__Work to be completed__
Repeat, word for word, the passage of the Ducati article between "Ducati continued to" and "be on GP25s.", inclusive.

Marc Marquez proved Ducati’s vision of a bright future in Australia

Phillip Island showed why Ducati have chosen the right path for 2025

Marc Marquez
Marc Marquez

Ducati continued to tick off new milestones in its era of utter domination in MotoGP at the Australian Grand Prix.

As its riders - Jorge Martin and Marc Marquez - shared the spoils in both races, it also saw to it for the first time in the modern era that a single manufacturer occupied the top six spots of a grand prix.

Not since Honda in 1997 during the stranglehold years of the NSR500 has a manufacturer achieved this feat, and it is a testament to the job Ducati is doing. A GP23 led two GP24s, a GP23 and two more GP24s.

The first non-Ducati in Australia was the KTM of Brad Binder, who was 15.450s away from winning the grand prix.

In 2025, there will be more opportunities for others to break up this chokehold Ducati has at the sharp end of results sheets. It loses two of its bikes from the grid as Pramac joins forces with Yamaha, while only three of its stable will be on GP25s.

That’s not to say Ducati still won’t be able to have top six lockouts, but they will be harder to come by.

Glimpse into Ducati's bright future

What’s unlikely to change, though, is Ducati’s annexation of the podium. It was 1-2-3 in both races at Phillip Island, with its podium runners a clear step above the rest.

And at one stage in the 27-lap grand prix, we got a glimpse of a future Ducati hoped it would have in 2025 when it came time to decide who should be Francesco Bagnaia’s team-mate at the factory squad on the run up to the Italian GP.

In an ideal world, Ducati hoped to have its cake and eat it. It had already re-signed double world champion Bagnaia through to the end of 2026, and was set to make Martin his team-mate.

Marquez, then, would slot nicely onto a factory GP25 at Pramac.

On lap 12 of the grand prix, the vision Ducati had of that future was put on show.

Martin led Marquez and Bagnaia, while the rest of the field was 3.872s adrift as they started that lap. Martin ran wide into Turn 1 and opened the door for Bagnaia to make an overtake at Turn 3, before the Pramac rider retaliated at Turn 4. This then opened the door for Marquez to come into second.

For a brief, glorious moment, three of the best riders on the current grid - all on Ducati machinery - battled it out for the lead of a race. It was a postcard moment for Ducati that perfectly displayed the brilliant job it has done to take control of the competitive landscape in MotoGP; three different riders, three different teams and two of its best ever bikes.

But it was also a bittersweet reminder of what could have been.

A 2025 season with all three of those riders on GP25s battling for supremacy was a mouthwatering prospect when it was first floated.

__Source data__
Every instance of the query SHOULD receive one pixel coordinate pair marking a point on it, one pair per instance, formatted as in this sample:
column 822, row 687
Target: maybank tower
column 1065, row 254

__Exercise answer__
Ducati continued to tick off new milestones in its era of utter domination in MotoGP at the Australian Grand Prix.

As its riders - Jorge Martin and Marc Marquez - shared the spoils in both races, it also saw to it for the first time in the modern era that a single manufacturer occupied the top six spots of a grand prix.

Not since Honda in 1997 during the stranglehold years of the NSR500 has a manufacturer achieved this feat, and it is a testament to the job Ducati is doing. A GP23 led two GP24s, a GP23 and two more GP24s.

The first non-Ducati in Australia was the KTM of Brad Binder, who was 15.450s away from winning the grand prix.

In 2025, there will be more opportunities for others to break up this chokehold Ducati has at the sharp end of results sheets. It loses two of its bikes from the grid as Pramac joins forces with Yamaha, while only three of its stable will be on GP25s.